» Material to process
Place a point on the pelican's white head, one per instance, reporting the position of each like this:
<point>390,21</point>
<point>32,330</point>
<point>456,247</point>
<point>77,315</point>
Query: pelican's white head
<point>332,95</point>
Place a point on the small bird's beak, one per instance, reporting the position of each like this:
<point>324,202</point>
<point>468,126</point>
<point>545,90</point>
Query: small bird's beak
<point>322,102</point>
==
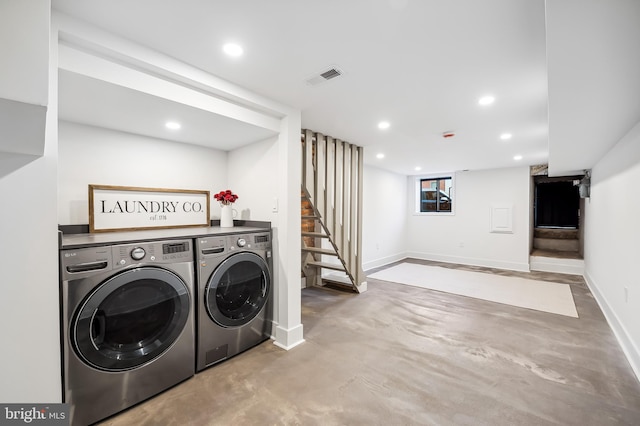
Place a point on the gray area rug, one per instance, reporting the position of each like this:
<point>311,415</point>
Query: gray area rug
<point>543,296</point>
...
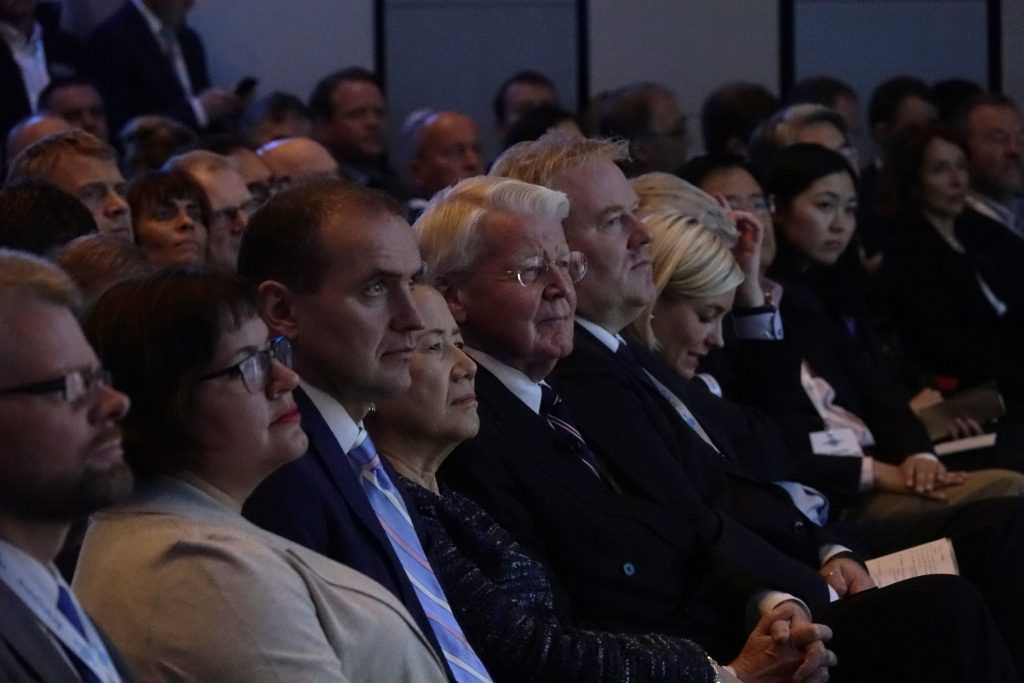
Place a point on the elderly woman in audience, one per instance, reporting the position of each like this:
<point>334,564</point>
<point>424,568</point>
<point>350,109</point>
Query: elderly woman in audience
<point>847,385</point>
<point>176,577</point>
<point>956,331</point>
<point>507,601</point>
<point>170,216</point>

» Description of the task
Reproduce word for word all the lines above from the one containing "Place a point on the elderly" down to the one containing "<point>170,216</point>", including both of those lines.

» The solution
Place a point on the elderly woman in audience, one per instance, reporting the position of each like this:
<point>334,564</point>
<point>424,568</point>
<point>350,109</point>
Query: elderly woman in audience
<point>847,385</point>
<point>176,577</point>
<point>956,331</point>
<point>507,601</point>
<point>170,216</point>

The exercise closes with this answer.